• Exercise instructions
Write out, from the entries below, exactly the lines that run between the lines holding "task | locate a point on every instance of the bowl" and "task | locate a point on every instance of the blistered", inclusive, and stop there.
BEGIN Record set
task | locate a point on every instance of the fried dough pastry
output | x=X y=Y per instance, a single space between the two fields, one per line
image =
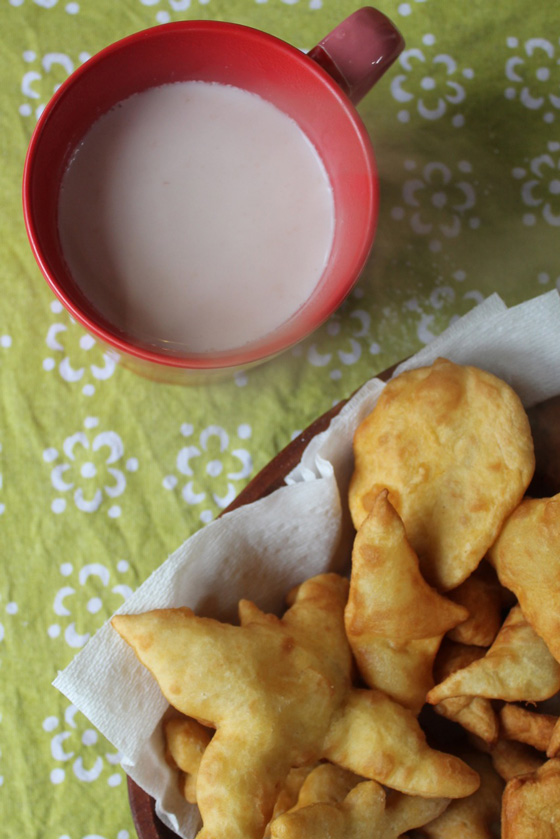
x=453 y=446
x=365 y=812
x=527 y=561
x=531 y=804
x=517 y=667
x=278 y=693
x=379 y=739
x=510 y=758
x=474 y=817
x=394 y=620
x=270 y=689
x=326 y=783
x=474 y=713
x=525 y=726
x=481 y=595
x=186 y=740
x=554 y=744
END Record set
BEGIN Record set
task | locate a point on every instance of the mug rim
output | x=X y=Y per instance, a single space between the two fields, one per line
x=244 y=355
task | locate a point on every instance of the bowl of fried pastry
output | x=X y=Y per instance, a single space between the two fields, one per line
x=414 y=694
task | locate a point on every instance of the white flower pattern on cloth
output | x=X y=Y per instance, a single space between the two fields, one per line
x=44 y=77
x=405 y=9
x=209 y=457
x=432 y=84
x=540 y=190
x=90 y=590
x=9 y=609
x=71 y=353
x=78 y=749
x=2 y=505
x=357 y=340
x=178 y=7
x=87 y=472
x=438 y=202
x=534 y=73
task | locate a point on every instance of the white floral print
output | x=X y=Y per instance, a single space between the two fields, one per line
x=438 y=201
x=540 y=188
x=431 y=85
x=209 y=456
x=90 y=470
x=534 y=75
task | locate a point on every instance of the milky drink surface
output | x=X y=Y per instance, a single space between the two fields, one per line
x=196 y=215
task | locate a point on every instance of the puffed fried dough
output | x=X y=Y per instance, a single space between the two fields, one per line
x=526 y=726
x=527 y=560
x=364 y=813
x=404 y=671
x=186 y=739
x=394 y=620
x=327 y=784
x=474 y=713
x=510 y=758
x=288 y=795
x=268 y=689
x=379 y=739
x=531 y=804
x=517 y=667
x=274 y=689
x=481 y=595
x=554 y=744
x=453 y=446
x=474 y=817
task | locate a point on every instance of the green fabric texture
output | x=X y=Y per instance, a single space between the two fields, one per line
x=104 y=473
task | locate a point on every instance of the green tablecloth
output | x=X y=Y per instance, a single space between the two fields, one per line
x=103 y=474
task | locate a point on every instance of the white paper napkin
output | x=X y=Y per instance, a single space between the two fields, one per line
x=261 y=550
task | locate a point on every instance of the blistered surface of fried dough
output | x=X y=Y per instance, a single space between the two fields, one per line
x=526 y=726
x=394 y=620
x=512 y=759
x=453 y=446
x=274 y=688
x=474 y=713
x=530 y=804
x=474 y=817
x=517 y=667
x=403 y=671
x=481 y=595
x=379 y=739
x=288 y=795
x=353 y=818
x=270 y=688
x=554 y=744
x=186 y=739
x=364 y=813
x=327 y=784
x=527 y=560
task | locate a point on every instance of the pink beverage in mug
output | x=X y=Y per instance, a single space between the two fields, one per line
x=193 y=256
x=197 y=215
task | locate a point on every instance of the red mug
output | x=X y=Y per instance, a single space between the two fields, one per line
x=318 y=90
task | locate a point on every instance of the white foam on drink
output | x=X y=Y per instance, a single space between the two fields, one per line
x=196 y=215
END Record set
• Final answer
task | locate a point on every instance of the bowl of fried pastry
output | x=X y=Y per instance, a single space between the two fields, one per line
x=414 y=694
task | locate a point on every instance of the white flower pattern on cloth
output | x=X y=Y per instance, a single space between the two fields, one per line
x=44 y=77
x=405 y=9
x=209 y=457
x=432 y=84
x=540 y=190
x=90 y=590
x=9 y=609
x=71 y=353
x=78 y=749
x=2 y=505
x=357 y=340
x=178 y=7
x=87 y=472
x=438 y=202
x=534 y=73
task | locate a point on every instance of the white floral print
output | x=X y=Y per instance, a single space between the two fields, one per line
x=438 y=201
x=540 y=188
x=431 y=85
x=209 y=456
x=90 y=470
x=534 y=75
task | locate a point on every instance of the milky drink surface
output | x=X y=Y per instance, a single space between the two fields, one per line
x=196 y=215
task | locate a point on every instance of the puffed fried dough
output | x=X y=Y per instance, a single space between the two fields, one per line
x=526 y=726
x=527 y=560
x=364 y=813
x=404 y=671
x=186 y=739
x=394 y=620
x=327 y=784
x=474 y=713
x=510 y=758
x=288 y=795
x=268 y=689
x=379 y=739
x=531 y=804
x=517 y=667
x=274 y=689
x=481 y=595
x=554 y=744
x=453 y=446
x=474 y=817
task | locate a point on every instance of the green fabric texture
output | x=X y=Y per instance, a single space between the two fields, one per line
x=104 y=473
task | locate a point on every instance of the green tablecloth
output | x=X y=Y per instance, a single space between the two fields, one per line
x=103 y=474
task | locate a point on every instance of the white paper napkin
output | x=X y=Y per instance, a single space between the two fields, one per line
x=261 y=550
task | locate a point on every instance of the blistered surface of fried dough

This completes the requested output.